Dataset excerpts:
^^^^^^^^^^^^^^^^
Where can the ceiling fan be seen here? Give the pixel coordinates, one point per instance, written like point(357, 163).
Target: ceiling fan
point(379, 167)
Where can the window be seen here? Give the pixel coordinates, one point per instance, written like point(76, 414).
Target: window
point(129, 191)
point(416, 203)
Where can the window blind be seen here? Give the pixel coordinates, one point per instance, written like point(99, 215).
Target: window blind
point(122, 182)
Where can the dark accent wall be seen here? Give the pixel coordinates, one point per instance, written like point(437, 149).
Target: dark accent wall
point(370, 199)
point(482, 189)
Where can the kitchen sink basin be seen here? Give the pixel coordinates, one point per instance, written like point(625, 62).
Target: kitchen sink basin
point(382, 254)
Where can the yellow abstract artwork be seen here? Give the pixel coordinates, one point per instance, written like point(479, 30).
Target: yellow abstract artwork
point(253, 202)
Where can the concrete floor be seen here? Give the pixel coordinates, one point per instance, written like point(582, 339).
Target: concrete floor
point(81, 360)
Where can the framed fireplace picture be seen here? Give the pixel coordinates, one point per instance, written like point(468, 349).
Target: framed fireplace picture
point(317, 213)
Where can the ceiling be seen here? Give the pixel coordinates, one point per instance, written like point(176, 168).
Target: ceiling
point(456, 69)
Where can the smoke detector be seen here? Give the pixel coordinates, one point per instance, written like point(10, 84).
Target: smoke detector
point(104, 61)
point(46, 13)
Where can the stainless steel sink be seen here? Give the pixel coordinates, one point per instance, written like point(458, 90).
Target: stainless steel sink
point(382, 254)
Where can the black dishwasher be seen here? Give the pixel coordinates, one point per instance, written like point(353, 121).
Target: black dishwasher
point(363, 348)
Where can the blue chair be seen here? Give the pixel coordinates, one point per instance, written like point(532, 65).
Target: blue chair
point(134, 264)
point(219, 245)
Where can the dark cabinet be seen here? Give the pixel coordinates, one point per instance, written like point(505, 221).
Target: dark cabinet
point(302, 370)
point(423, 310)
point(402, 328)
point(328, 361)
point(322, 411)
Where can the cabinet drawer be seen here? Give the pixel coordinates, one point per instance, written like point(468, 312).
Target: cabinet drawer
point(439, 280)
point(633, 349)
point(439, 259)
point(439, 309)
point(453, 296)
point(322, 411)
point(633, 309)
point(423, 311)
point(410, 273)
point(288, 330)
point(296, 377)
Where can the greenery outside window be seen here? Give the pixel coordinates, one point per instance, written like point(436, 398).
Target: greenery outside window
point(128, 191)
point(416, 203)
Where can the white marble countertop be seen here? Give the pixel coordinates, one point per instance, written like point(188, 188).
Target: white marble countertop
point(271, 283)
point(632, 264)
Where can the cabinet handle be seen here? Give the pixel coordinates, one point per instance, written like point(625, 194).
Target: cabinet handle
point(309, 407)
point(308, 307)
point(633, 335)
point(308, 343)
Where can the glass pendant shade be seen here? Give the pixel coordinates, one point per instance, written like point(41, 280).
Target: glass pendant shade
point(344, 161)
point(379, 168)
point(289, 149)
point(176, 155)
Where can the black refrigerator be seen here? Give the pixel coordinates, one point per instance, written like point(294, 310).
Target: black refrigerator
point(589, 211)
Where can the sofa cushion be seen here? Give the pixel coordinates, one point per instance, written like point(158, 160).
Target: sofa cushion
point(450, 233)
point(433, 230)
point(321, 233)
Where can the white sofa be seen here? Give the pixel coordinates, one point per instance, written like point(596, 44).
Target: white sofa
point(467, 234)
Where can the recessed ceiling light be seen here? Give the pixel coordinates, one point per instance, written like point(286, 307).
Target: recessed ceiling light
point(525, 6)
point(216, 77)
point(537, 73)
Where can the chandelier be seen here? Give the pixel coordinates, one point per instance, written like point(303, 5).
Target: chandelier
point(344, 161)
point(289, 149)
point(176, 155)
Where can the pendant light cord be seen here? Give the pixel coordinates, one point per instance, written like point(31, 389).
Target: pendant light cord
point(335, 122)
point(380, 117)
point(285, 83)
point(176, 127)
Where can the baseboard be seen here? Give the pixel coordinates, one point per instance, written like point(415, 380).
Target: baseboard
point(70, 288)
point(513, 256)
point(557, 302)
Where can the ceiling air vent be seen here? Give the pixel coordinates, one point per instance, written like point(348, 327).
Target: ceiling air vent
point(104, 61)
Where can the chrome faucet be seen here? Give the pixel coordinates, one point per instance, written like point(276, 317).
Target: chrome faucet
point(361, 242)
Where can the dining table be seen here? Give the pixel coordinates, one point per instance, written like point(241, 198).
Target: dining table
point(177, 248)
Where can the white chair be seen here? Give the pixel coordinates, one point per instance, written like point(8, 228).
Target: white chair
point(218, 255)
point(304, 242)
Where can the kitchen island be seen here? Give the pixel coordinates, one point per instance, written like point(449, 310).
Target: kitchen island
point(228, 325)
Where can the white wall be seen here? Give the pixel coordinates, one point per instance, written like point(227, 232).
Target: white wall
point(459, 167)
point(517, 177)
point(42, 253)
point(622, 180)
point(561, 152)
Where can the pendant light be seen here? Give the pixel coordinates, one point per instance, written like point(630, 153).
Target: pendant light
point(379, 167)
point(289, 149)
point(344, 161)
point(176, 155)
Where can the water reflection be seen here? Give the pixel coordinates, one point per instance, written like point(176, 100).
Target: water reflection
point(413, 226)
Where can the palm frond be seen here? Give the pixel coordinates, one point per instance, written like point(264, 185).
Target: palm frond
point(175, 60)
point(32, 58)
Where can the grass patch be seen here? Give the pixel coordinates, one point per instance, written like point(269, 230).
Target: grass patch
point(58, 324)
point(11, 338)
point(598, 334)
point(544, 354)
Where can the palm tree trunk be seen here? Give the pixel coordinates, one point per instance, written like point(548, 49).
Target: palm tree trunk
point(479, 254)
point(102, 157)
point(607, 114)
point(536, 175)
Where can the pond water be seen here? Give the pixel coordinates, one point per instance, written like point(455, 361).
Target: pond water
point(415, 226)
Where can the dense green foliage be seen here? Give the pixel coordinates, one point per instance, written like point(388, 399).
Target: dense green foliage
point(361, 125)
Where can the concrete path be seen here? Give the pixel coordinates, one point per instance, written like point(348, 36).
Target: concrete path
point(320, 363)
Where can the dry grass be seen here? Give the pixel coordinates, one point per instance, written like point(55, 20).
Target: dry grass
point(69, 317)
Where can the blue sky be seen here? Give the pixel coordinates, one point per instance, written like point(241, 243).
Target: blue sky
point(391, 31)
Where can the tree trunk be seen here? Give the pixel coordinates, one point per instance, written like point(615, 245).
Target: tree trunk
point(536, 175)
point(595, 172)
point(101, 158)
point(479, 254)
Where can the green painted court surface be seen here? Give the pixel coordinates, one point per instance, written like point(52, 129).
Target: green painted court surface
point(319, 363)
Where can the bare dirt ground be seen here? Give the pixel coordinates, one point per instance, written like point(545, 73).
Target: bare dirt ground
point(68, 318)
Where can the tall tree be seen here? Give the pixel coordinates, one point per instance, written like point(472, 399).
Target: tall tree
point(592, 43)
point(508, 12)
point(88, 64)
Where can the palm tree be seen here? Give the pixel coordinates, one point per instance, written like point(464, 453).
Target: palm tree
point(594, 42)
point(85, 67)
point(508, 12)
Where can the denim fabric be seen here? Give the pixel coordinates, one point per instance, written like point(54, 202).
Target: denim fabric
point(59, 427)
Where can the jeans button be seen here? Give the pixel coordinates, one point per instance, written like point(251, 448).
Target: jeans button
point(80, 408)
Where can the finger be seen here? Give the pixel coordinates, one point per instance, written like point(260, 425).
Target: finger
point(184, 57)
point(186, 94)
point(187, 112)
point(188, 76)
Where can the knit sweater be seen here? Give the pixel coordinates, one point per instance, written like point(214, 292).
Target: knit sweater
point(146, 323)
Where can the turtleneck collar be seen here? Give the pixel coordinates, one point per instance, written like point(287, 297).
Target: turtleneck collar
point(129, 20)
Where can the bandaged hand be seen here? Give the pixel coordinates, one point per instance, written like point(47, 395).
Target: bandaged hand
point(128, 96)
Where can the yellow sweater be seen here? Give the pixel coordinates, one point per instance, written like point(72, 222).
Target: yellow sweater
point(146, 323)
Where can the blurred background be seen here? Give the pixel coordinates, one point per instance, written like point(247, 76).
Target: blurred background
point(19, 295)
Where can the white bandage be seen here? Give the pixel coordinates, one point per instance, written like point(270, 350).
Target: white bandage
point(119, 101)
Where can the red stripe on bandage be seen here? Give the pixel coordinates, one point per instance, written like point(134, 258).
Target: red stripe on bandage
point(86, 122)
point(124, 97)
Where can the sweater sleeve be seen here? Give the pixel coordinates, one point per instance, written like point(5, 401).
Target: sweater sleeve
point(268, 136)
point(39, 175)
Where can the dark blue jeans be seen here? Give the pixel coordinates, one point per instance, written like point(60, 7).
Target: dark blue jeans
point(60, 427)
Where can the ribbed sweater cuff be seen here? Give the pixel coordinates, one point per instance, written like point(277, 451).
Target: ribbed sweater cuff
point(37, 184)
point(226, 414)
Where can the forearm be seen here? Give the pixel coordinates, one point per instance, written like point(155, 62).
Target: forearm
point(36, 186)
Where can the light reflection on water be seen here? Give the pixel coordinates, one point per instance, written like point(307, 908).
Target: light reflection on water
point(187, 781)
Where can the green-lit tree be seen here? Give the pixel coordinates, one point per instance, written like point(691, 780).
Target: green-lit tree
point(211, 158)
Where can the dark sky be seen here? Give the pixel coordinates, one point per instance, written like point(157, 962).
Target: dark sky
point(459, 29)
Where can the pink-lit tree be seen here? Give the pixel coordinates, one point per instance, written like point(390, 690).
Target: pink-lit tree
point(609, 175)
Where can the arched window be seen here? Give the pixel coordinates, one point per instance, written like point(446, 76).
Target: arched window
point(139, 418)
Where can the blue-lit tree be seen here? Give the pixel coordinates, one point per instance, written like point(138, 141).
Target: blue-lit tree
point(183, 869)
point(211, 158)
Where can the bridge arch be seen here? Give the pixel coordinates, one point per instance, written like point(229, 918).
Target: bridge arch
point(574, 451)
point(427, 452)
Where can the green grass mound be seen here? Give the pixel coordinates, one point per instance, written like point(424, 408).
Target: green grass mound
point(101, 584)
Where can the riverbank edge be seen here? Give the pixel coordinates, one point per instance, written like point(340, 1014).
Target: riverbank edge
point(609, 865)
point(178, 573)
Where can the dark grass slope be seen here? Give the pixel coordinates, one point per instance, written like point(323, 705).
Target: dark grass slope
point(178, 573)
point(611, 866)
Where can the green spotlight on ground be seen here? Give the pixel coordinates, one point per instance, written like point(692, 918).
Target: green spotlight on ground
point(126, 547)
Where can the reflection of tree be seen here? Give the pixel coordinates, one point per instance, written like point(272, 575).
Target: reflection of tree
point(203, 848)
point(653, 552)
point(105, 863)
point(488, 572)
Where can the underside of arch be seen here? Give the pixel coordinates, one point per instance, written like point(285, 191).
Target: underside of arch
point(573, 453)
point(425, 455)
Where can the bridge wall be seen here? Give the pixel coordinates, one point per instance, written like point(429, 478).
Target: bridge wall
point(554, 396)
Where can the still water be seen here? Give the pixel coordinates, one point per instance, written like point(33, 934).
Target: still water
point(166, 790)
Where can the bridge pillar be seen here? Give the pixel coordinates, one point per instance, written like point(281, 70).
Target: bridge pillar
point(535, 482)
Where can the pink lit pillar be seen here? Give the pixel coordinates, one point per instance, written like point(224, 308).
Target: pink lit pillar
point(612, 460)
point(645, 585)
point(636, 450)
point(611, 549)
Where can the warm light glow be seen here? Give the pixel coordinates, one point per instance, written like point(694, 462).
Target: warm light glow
^^^^^^^^^^^^^^^^
Task description: Copy the records word for word, beginning with the first line and ending after the line that contains "point(46, 13)".

Task output:
Where can the ceiling fan be seen here? Give the pixel coordinates, one point per instance, written like point(357, 163).
Target: ceiling fan
point(379, 167)
Where can the window be seen here? Give the pixel coordinates, one point per instance, written like point(76, 414).
Target: window
point(129, 191)
point(416, 203)
Where can the window blind be seen here? Give the pixel coordinates, one point per instance, written like point(99, 215).
Target: window blind
point(122, 182)
Where can the dark accent wall be seen here? Give the pixel coordinates, one point per instance, written like point(437, 149).
Target: dark accent wall
point(370, 199)
point(482, 189)
Where can the kitchen sink basin be seen here? Give the pixel coordinates, one point per instance, written like point(625, 62).
Target: kitchen sink basin
point(382, 254)
Where can the yellow abstract artwork be seen here? Give the pixel coordinates, one point per instance, written like point(479, 30).
Target: yellow abstract artwork
point(253, 202)
Where can the concrete floor be seen here? Give the pixel coordinates, one point per instance, written like point(582, 339).
Target: concrete floor
point(81, 360)
Where can the framed fireplace picture be seen here? Give the pixel coordinates, one point per instance, written like point(468, 349).
Target: framed fireplace picture
point(317, 213)
Where can the ceiling be seen here? Give the pixel coordinates, one point per instance, written like point(176, 168).
Target: ceiling
point(456, 69)
Where can the smoke detector be seen here? Give the pixel coordinates, one point per instance, written like point(10, 84).
Target: smoke detector
point(104, 61)
point(46, 13)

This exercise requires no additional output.